*Problem details*
Pictures stay out of this copy; please retype only the lines from the start of the records through the line with "point(291, 207)".

Photo-based referring expression data:
※ ※ ※
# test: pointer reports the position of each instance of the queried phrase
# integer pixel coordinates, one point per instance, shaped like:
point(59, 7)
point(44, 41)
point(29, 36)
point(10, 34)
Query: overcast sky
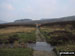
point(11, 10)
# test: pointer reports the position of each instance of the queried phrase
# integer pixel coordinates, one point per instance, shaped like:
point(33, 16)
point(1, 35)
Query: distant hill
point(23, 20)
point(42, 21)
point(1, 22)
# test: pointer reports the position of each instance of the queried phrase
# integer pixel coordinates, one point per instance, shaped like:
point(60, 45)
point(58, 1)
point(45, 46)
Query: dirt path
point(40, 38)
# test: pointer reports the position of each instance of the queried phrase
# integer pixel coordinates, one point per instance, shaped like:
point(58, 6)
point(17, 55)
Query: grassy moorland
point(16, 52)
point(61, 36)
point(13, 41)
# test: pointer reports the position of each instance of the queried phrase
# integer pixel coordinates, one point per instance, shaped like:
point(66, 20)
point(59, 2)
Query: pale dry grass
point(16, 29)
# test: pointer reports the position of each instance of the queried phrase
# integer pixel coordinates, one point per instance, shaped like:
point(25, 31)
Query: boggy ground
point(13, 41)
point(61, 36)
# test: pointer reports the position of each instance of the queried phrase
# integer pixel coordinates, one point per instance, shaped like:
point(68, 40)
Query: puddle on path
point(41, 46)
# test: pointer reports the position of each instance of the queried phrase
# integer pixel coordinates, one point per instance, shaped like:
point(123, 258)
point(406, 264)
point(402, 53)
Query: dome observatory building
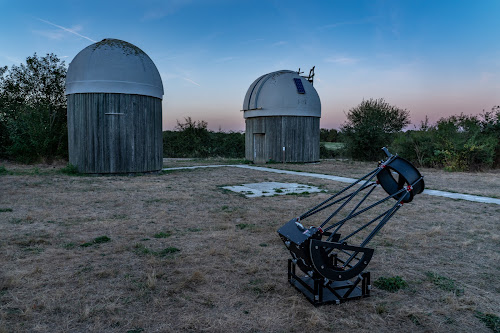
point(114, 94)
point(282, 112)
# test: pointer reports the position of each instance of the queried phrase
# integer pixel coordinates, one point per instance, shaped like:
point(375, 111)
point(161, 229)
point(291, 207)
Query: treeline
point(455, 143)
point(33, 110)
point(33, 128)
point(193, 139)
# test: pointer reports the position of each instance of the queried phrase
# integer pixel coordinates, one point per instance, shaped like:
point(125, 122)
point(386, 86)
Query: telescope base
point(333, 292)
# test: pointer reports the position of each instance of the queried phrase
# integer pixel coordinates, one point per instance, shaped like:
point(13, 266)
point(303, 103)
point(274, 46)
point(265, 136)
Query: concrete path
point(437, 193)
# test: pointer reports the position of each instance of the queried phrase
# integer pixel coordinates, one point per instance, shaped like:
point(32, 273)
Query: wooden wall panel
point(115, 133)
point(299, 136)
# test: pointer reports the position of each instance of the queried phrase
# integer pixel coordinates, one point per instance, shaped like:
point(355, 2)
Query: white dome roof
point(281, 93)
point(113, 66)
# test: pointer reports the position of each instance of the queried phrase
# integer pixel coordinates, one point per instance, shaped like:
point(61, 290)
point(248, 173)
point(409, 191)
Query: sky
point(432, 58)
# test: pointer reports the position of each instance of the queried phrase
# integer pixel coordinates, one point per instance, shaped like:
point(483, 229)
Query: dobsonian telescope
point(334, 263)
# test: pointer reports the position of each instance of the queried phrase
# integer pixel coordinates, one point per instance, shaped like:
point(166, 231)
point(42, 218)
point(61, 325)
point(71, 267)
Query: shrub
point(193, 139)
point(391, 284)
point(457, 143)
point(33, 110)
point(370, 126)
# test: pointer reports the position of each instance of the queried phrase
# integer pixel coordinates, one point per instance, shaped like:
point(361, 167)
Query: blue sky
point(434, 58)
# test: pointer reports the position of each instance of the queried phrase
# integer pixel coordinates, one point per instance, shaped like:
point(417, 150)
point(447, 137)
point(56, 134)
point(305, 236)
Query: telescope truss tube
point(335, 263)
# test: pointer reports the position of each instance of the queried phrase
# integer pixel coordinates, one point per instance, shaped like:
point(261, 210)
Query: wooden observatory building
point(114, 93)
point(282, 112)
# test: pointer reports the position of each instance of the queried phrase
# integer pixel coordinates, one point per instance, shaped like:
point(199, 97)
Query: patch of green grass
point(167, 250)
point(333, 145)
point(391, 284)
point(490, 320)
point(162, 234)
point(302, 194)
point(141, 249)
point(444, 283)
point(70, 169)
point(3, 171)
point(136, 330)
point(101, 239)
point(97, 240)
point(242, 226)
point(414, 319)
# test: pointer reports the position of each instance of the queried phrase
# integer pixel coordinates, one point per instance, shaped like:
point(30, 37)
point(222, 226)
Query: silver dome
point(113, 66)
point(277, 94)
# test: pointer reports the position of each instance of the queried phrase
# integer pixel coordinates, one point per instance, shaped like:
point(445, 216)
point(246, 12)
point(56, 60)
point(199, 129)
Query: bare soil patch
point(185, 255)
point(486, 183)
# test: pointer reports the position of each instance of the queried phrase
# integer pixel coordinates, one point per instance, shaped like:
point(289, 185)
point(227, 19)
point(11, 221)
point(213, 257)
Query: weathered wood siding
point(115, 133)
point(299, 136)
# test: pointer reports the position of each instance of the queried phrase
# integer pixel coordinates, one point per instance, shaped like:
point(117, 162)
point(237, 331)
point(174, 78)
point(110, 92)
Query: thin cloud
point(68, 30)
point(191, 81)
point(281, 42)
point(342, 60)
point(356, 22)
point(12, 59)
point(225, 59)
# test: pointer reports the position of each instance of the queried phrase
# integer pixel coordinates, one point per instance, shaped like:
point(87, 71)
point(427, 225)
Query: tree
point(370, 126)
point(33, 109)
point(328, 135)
※ ※ ※
*Result of this task*
# test: pointer reports the position of each instance of the queried phrase
# integer pixel coordinates, one point per instance, shaped like:
point(59, 7)
point(44, 41)
point(29, 36)
point(10, 34)
Query: overcast sky
point(11, 10)
# test: pointer reports the position of each instance of the queried phrase
# integer pixel coordinates, one point per instance, shaped like:
point(33, 16)
point(1, 35)
Query: distant hill
point(23, 20)
point(42, 21)
point(1, 22)
# test: pointer reports the position of each instance of the queried phrase
# integer pixel coordinates, one point per instance, shaped like:
point(60, 45)
point(58, 1)
point(45, 46)
Query: dirt path
point(40, 38)
# test: pointer reports the position of each instance of the queried phrase
# integer pixel coordinates, one point per instance, shaped like:
point(58, 6)
point(17, 55)
Query: grassy moorland
point(16, 52)
point(61, 36)
point(13, 41)
# test: pointer reports the position of each instance of the queried phrase
# integer pixel coordinates, one point per instance, shaped like:
point(66, 20)
point(59, 2)
Query: pale dry grass
point(16, 29)
# test: pointer reports the position of each instance of the queried phrase
# integer pixel coordinates, one point per instance, shaped like:
point(25, 31)
Query: boggy ground
point(13, 41)
point(61, 36)
# test: pointer reports the position of each instance of the queried phrase
# integer pixel coordinates, one point per instance, shaped like:
point(68, 40)
Query: puddle on path
point(41, 46)
# test: pointer reports the position of each instance of the queried phrase
# integer pixel coordinates, one point per instance, shaped like:
point(123, 258)
point(406, 264)
point(402, 53)
Query: dome observatory building
point(114, 94)
point(282, 112)
# test: pointer reports the position of each instance of the queried phrase
# integer pixel coordinates, one point per instance, shaped like:
point(375, 111)
point(161, 229)
point(291, 207)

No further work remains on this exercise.